START DOCUMENT SECTION

Churches in Greenville will be allowed to continue drive-in church services without fear of fines after the city announced they were changing their ordinance banning such services.
Yesterday, the Mississippi Justice Institute (“MJI”), a non-profit constitutional litigation center and the legal arm of the Mississippi Center for Public Policy, and First Liberty Institute, the largest legal organization in the nation dedicated exclusively to defending religious liberty for all Americans, announced a challenge to the city’s ban on drive-in church services. They are defending King James Bible Baptist Church. Last Thursday, members of the church were greeted by virtually every member of the Greenville police department and threatened with fines as they arrived for drive-in church services that evening.
“The Mississippi Justice Institute is proud to have stood with this church and Pastor Hamilton, and that so many other groups, individuals, and elected officials stood with them as well,” said MJI Director Aaron Rice. “We are happy that the City of Greenville has recognized the right of all Mississippians to worship in a way that is safe and consistent with their religious beliefs or practical needs.”
As the coronavirus pandemic spread across the country, the church began hosting drive-in services in a manner consistent with Center for Disease Control and Mississippi Department of Health guidance. Members would stay in their cars with their windows closed. Traditional shouts of “Amen” or “Hallelujah” turned into flashing lights or honking horns.

END DOCUMENT SECTION

■ **THE TASK**
In the article about Greenville's drive-in church services, reproduce the passage from "Churches in Greenville" to "services that evening.", substituting "parking-lot church services" for "drive-in church services" throughout.

START RECORD EXCERPTS

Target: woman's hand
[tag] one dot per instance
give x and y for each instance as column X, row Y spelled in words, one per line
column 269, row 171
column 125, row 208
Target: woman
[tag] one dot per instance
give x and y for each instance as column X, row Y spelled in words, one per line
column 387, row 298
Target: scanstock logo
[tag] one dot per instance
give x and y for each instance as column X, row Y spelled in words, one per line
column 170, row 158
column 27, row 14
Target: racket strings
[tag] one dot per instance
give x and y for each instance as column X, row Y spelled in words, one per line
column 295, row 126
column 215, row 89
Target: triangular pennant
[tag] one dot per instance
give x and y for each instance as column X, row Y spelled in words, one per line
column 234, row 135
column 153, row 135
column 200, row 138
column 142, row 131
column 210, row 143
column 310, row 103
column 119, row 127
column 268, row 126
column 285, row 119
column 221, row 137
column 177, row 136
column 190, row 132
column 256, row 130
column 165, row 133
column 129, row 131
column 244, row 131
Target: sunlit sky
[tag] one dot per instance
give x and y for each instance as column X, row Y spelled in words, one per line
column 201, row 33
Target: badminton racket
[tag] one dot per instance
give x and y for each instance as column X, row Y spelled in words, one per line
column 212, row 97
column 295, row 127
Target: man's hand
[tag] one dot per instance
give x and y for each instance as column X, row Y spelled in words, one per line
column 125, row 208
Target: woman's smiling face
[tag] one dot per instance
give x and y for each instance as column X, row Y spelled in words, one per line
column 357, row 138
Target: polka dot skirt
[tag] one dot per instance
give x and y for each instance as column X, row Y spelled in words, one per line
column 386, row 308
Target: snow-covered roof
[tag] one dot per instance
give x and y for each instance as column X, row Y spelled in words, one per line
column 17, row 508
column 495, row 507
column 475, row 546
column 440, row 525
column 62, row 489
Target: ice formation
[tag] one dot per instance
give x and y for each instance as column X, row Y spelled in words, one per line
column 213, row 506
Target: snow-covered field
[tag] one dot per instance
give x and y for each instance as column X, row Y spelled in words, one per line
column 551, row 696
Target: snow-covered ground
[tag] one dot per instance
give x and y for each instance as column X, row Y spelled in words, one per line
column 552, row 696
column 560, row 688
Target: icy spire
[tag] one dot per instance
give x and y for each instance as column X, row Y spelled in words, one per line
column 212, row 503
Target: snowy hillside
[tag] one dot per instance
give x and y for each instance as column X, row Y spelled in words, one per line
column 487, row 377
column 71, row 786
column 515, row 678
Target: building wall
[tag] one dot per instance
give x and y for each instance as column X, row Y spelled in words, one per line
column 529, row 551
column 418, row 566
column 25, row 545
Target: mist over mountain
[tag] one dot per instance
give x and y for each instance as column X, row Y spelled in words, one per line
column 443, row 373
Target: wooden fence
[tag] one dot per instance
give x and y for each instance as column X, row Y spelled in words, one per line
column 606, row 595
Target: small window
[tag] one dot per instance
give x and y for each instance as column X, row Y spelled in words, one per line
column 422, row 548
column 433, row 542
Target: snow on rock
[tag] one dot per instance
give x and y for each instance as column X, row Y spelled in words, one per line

END RECORD EXCERPTS

■ **WRITTEN SOLUTION**
Churches in Greenville will be allowed to continue parking-lot church services without fear of fines after the city announced they were changing their ordinance banning such services.
Yesterday, the Mississippi Justice Institute (“MJI”), a non-profit constitutional litigation center and the legal arm of the Mississippi Center for Public Policy, and First Liberty Institute, the largest legal organization in the nation dedicated exclusively to defending religious liberty for all Americans, announced a challenge to the city’s ban on parking-lot church services. They are defending King James Bible Baptist Church. Last Thursday, members of the church were greeted by virtually every member of the Greenville police department and threatened with fines as they arrived for parking-lot church services that evening.